#### [Outline rows for named regions]
- - - -

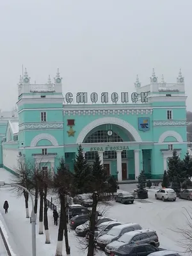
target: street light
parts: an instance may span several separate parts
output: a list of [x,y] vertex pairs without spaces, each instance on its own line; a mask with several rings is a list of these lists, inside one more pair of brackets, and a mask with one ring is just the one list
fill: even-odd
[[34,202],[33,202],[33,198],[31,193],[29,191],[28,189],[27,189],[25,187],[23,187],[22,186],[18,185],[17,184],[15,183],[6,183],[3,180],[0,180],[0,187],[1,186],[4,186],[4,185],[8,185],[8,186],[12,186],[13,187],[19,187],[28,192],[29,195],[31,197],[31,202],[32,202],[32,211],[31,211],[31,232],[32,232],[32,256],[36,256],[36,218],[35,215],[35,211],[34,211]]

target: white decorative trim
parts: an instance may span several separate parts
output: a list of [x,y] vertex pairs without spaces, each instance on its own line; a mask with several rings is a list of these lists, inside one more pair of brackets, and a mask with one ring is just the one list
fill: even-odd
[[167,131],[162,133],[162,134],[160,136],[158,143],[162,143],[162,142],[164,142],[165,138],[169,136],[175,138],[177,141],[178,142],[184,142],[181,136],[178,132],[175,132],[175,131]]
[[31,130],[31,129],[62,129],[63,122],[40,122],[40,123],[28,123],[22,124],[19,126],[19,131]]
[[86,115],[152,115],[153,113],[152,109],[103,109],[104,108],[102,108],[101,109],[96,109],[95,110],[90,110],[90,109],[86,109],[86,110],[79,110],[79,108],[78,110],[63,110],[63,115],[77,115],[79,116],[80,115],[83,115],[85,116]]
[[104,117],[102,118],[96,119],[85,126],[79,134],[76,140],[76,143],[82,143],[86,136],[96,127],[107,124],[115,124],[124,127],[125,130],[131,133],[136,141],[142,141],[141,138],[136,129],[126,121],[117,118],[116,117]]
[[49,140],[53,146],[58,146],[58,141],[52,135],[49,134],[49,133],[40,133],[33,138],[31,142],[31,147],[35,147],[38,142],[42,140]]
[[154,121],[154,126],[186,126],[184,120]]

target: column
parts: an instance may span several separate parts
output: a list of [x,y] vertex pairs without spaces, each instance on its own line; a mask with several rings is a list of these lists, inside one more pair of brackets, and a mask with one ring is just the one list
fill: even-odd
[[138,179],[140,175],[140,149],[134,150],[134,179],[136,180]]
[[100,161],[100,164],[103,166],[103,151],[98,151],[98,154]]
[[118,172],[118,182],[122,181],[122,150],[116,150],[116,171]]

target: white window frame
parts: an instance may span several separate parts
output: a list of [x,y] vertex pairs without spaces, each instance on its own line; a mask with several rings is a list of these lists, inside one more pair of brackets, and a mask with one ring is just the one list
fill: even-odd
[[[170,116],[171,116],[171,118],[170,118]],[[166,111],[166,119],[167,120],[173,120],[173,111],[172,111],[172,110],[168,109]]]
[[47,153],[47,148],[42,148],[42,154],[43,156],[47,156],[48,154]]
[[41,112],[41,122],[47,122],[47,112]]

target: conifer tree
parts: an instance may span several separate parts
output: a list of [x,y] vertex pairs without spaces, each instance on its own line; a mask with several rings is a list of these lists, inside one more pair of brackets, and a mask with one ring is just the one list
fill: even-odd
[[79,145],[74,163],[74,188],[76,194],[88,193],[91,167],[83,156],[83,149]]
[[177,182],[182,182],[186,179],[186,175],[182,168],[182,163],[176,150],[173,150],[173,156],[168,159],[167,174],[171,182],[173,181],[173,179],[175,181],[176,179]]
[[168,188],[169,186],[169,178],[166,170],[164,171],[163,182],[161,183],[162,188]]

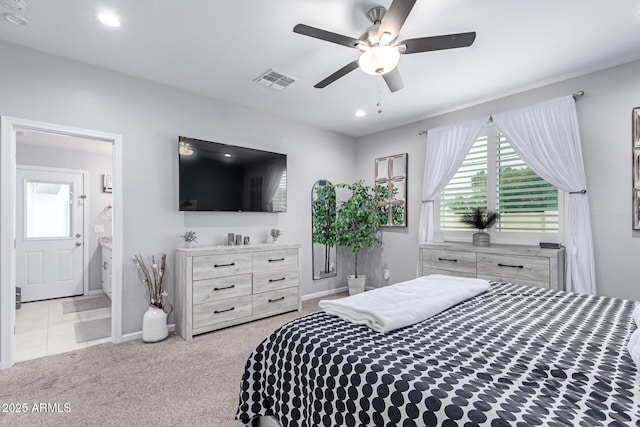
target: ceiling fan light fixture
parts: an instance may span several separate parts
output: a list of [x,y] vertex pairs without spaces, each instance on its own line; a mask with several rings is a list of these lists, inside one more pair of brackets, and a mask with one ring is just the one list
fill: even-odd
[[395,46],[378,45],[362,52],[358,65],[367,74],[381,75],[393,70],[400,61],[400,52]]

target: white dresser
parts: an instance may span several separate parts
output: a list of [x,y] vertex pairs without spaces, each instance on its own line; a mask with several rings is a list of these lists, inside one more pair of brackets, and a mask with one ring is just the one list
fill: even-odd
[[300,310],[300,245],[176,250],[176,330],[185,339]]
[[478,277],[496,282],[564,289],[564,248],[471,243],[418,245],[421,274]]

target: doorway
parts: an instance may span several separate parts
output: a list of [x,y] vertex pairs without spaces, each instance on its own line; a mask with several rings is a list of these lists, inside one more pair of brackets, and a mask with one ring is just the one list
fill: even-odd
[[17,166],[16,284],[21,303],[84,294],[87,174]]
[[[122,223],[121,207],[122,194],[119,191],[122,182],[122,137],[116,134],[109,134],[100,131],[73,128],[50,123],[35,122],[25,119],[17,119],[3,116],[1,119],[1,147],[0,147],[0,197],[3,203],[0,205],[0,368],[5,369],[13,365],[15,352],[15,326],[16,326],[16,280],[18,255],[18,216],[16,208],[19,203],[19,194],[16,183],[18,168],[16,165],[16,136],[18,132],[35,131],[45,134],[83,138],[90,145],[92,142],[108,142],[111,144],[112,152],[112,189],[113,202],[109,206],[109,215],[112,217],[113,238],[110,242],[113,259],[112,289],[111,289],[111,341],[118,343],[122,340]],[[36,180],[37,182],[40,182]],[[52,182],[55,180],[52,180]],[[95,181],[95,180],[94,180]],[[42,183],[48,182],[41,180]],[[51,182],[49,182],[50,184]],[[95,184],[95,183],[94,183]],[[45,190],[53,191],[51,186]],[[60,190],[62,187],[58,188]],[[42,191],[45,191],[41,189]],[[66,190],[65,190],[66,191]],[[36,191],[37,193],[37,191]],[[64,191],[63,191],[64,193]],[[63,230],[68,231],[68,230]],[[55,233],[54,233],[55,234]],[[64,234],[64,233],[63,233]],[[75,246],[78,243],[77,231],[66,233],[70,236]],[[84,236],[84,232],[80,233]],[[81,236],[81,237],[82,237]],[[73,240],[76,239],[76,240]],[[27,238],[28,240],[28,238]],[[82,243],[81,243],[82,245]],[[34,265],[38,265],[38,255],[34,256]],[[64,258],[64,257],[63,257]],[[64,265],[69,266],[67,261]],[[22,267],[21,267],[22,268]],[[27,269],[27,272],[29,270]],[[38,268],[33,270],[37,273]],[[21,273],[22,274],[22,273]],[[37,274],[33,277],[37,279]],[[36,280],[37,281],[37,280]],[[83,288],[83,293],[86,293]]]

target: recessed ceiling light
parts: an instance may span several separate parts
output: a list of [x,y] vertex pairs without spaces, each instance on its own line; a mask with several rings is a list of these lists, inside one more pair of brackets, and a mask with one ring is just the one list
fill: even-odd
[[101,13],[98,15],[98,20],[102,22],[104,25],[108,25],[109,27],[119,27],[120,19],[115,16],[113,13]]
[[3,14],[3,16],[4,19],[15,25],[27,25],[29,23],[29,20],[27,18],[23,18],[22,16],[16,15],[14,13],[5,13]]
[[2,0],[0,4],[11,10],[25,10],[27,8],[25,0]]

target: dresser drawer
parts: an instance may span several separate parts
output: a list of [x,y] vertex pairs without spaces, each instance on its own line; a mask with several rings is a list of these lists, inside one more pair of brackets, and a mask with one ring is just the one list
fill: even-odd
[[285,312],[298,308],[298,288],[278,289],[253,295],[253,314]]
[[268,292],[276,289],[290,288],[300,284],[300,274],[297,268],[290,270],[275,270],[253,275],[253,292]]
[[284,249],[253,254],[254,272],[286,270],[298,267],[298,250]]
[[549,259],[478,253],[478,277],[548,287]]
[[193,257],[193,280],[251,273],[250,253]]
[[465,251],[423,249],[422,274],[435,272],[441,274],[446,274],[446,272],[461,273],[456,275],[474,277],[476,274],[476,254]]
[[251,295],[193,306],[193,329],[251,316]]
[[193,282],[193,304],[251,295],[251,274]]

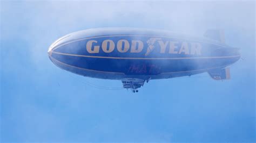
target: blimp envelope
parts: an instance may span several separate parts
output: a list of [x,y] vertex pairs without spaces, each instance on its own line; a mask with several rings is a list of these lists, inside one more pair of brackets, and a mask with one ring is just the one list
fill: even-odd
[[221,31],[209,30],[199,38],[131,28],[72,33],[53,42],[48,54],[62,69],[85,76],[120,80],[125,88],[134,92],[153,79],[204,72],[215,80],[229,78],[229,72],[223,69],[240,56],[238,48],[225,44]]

- - - -

Repeat the rows from the line containing "target: recessed ceiling light" up to and including the line containing "[[193,282],[193,304],[251,295],[251,274]]". Copy only those lines.

#### [Correct answer]
target: recessed ceiling light
parts: an instance may span several separate parts
output: a list of [x,y] vertex pairs without spaces, each instance on its own line; a mask with several rings is a list of these lists, inside one more pair of brackets, and a mask with one ring is just the one list
fill: even-odd
[[101,13],[98,15],[98,20],[102,22],[104,25],[108,25],[109,27],[119,27],[120,19],[115,16],[113,13]]
[[3,14],[3,16],[4,19],[15,25],[27,25],[29,23],[29,20],[27,18],[23,18],[22,16],[16,15],[14,13],[5,13]]
[[2,0],[0,4],[11,10],[25,10],[27,8],[25,0]]

target: dresser drawer
parts: an instance may span several separate parts
output: a list of [x,y] vertex pairs without spaces, each instance on its own line; a mask with several rings is a list of these lists, inside one more pair of brackets, and a mask with one ring is just the one list
fill: even-odd
[[285,312],[298,308],[298,288],[278,289],[253,295],[253,314]]
[[268,292],[276,289],[290,288],[300,284],[300,274],[297,268],[290,270],[275,270],[253,275],[253,292]]
[[284,249],[253,254],[254,272],[286,270],[298,267],[298,250]]
[[549,259],[478,253],[478,277],[548,287]]
[[193,257],[193,280],[251,273],[250,253]]
[[465,251],[423,249],[422,274],[435,272],[441,274],[446,274],[446,272],[461,273],[456,275],[474,277],[476,274],[476,254]]
[[251,295],[193,306],[193,329],[251,316]]
[[193,282],[193,304],[251,295],[251,274]]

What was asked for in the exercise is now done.